■ **What is being asked**
Find each line in the records that contains the string "riverbank" and copy it out in full. Treat the match as case-sensitive.

▼▼▼

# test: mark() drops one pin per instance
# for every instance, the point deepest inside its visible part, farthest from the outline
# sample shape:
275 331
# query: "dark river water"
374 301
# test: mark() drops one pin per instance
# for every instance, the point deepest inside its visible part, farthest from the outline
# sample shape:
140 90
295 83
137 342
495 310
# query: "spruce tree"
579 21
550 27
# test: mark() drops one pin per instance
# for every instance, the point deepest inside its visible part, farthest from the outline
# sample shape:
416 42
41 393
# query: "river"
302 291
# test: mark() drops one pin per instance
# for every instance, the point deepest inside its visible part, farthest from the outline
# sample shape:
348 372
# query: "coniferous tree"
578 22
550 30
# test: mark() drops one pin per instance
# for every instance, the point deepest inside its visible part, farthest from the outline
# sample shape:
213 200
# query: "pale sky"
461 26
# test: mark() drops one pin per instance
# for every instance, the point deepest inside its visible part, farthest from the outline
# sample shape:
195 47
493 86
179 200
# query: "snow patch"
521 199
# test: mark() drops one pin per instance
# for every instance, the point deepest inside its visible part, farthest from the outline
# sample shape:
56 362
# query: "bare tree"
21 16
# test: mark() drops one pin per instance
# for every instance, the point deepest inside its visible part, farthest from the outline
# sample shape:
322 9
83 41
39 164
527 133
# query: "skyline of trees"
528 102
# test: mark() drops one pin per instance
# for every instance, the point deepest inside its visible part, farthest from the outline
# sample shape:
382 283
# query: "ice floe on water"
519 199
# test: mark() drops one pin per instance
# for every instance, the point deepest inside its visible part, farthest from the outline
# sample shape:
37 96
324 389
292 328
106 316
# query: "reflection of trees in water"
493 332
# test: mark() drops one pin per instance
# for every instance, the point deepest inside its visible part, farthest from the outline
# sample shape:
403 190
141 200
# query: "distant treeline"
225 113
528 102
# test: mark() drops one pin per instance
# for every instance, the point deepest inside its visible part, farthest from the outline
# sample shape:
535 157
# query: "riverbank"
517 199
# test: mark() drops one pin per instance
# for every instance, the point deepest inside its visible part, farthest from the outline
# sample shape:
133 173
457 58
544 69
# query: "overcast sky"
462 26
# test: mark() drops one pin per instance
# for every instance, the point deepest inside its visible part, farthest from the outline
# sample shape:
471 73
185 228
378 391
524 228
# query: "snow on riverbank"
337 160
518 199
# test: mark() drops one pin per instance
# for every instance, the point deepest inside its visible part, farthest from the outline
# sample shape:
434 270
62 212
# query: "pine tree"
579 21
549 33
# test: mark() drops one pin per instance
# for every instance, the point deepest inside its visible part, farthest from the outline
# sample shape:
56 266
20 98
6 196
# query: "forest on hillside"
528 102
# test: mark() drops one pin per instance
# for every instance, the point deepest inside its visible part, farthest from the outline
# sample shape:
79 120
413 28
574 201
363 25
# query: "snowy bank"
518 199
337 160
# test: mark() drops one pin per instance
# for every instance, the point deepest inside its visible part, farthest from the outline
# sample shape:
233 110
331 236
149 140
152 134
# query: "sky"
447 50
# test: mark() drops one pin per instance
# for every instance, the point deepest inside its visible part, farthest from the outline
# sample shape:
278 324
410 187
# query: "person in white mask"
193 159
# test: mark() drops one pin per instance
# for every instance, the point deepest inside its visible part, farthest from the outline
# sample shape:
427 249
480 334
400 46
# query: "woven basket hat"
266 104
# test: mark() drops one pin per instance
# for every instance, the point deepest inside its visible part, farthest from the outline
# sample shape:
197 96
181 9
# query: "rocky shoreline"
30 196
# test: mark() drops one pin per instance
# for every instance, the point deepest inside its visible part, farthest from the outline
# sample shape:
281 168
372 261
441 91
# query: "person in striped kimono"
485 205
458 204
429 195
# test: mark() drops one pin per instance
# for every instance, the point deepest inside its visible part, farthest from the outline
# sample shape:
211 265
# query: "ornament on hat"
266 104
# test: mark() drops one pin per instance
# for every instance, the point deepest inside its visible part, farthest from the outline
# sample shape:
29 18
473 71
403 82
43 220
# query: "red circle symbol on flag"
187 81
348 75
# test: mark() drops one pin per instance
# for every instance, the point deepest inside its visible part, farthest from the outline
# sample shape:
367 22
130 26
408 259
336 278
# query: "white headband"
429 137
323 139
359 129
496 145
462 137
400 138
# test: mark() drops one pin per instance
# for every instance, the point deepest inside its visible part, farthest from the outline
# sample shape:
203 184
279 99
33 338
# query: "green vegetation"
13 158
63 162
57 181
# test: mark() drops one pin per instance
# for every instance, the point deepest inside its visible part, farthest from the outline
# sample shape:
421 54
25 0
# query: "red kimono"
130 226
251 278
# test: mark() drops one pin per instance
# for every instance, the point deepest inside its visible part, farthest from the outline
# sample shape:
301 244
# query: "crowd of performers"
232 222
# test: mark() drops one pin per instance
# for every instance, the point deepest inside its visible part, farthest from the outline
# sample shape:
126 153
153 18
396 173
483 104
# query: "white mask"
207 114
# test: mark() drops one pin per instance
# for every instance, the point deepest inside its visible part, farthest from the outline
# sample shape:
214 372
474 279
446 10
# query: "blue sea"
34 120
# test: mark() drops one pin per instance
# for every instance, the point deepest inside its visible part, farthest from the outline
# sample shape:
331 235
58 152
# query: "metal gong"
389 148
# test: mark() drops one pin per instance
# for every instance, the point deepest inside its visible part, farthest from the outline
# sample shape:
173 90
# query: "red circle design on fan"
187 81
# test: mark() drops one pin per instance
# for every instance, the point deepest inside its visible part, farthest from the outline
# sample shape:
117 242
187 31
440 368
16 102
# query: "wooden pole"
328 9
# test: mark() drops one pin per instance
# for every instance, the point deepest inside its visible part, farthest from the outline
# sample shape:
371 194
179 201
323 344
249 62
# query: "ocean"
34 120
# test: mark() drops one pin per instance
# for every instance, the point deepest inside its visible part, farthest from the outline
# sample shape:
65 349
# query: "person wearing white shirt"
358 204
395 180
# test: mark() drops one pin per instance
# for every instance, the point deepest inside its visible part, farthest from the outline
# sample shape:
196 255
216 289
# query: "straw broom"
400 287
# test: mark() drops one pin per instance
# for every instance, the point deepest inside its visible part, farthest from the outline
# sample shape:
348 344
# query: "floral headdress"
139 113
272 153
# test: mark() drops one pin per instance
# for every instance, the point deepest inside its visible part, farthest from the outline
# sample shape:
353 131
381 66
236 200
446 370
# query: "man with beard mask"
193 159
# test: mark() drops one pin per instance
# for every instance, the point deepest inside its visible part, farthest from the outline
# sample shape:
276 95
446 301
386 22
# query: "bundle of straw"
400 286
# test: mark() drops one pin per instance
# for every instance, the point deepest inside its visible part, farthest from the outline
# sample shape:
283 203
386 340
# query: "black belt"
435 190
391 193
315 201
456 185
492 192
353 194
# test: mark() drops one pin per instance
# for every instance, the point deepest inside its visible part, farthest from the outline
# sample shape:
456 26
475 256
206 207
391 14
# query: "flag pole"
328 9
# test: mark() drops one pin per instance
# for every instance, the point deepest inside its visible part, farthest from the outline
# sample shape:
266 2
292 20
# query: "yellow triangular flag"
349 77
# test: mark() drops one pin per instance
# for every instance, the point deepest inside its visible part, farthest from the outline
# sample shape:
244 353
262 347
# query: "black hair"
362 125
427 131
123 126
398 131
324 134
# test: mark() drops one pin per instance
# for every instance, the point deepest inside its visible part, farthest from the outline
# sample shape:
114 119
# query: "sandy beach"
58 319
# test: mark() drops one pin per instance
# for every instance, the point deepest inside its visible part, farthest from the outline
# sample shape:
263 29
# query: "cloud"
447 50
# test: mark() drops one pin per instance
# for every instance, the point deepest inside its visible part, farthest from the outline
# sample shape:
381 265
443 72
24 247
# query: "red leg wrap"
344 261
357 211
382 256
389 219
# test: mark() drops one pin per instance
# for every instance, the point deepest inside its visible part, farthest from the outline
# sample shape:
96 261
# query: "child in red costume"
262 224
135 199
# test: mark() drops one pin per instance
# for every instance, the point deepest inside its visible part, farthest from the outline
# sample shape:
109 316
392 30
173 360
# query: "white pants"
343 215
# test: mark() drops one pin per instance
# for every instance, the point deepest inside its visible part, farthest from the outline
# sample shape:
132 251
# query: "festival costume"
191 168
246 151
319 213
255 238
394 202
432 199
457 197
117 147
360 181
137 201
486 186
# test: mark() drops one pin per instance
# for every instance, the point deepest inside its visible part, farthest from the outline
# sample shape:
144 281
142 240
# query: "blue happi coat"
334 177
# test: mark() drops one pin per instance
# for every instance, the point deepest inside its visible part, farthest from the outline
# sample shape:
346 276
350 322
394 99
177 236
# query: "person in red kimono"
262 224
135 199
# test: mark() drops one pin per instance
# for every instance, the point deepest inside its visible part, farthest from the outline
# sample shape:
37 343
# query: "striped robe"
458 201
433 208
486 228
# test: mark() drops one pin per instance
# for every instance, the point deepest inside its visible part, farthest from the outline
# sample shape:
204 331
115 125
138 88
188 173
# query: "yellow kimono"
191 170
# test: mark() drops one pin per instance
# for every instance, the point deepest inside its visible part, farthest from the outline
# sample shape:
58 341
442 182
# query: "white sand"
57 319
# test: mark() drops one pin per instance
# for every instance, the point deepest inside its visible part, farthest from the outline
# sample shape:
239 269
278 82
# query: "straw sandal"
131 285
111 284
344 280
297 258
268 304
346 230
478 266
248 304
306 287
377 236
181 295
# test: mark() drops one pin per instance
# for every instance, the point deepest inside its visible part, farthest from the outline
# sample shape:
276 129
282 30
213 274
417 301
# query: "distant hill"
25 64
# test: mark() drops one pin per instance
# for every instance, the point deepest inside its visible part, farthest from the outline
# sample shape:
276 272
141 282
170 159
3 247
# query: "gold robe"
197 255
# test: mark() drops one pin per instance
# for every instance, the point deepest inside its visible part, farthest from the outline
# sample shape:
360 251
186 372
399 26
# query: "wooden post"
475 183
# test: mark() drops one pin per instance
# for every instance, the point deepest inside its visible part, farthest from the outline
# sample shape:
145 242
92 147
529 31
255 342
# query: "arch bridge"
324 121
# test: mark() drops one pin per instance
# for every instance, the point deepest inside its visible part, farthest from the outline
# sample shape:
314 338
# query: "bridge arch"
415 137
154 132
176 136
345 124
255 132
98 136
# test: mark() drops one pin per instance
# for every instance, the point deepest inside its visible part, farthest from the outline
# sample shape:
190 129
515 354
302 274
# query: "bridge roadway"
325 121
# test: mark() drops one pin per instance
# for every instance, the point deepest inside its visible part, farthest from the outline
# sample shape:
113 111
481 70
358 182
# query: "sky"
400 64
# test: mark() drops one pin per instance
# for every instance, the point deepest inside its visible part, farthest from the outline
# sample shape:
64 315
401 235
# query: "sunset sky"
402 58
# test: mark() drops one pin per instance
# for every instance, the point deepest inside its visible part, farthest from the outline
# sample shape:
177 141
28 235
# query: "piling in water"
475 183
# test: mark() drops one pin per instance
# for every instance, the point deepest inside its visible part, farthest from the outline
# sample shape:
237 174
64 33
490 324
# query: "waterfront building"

▲▲▲

■ **Answer to the exercise**
# query: "riverbank"
# query: "snow on riverbank"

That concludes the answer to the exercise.